| Task statement |
Gather every line in the records below that contains the word "green".

Region pointing data
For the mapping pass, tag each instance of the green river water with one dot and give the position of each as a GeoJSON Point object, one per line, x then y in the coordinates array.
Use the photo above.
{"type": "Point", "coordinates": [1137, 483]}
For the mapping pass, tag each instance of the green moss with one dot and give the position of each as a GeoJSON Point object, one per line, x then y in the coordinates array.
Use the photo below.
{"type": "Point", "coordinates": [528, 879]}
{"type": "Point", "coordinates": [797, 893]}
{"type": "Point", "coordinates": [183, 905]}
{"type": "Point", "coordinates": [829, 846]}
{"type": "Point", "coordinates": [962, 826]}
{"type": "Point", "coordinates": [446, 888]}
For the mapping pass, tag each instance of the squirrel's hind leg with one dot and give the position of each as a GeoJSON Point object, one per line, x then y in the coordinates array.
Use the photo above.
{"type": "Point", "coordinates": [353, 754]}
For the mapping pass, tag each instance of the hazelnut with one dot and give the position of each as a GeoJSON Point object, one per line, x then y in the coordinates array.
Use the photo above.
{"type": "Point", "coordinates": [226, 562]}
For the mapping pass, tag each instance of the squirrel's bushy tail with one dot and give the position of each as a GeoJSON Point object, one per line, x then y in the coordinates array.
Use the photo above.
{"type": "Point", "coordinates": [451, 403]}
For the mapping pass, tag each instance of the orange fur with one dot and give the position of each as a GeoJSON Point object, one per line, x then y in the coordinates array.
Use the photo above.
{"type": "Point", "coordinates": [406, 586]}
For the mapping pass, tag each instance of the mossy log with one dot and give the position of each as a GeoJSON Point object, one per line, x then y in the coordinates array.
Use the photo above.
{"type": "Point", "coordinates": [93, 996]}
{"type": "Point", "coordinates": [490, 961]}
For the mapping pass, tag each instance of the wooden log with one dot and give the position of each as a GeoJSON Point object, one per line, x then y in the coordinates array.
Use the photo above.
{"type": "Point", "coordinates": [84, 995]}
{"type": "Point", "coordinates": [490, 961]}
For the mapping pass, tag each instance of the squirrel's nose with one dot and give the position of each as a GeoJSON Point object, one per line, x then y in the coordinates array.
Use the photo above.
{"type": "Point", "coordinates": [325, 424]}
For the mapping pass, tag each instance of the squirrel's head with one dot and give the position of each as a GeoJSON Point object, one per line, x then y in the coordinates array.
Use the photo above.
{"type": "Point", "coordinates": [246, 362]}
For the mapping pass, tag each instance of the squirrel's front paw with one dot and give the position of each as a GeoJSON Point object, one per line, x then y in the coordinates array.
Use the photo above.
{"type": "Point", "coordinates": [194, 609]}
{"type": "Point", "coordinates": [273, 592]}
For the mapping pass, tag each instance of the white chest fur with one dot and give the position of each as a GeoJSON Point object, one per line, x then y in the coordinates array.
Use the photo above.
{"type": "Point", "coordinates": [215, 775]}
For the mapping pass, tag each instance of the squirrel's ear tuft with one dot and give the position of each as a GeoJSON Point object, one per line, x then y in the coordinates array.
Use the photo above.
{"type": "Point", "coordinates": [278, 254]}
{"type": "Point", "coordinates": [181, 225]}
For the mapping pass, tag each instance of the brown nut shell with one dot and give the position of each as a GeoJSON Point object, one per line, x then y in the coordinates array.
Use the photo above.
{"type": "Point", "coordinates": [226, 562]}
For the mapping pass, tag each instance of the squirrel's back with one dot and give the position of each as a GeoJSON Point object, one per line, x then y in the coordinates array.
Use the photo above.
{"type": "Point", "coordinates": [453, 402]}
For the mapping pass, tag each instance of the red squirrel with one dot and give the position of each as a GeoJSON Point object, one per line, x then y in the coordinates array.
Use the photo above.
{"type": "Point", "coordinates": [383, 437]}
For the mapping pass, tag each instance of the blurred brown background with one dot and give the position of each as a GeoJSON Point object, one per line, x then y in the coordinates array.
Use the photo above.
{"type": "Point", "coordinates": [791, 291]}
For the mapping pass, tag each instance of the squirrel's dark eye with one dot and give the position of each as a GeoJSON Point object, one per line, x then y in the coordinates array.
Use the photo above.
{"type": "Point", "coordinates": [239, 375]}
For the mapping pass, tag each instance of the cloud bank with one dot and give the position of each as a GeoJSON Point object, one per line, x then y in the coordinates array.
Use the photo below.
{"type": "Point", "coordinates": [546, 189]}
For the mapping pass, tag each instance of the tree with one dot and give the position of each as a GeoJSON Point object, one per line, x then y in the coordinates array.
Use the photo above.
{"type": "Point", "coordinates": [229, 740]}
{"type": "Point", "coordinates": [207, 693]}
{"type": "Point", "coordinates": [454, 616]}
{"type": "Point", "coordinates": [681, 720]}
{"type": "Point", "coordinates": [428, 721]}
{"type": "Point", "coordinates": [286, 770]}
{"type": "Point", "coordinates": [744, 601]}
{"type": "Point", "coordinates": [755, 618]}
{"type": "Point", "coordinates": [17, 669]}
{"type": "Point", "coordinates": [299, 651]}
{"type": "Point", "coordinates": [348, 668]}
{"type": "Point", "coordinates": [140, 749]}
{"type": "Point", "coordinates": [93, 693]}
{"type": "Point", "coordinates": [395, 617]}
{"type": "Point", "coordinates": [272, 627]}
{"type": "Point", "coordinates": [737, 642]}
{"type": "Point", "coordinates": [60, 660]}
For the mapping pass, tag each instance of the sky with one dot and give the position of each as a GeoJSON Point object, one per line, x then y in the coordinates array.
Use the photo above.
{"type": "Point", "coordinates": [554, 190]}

| Response below |
For the mapping pass, tag each instance of the green river water with one dot and give the position of each as a GeoJSON Point object, one per line, x then y in the coordinates array.
For the mapping pass, tag each instance of the green moss with one dot and give the position of each as a GeoJSON Point object, one per line, x then y in the coordinates array.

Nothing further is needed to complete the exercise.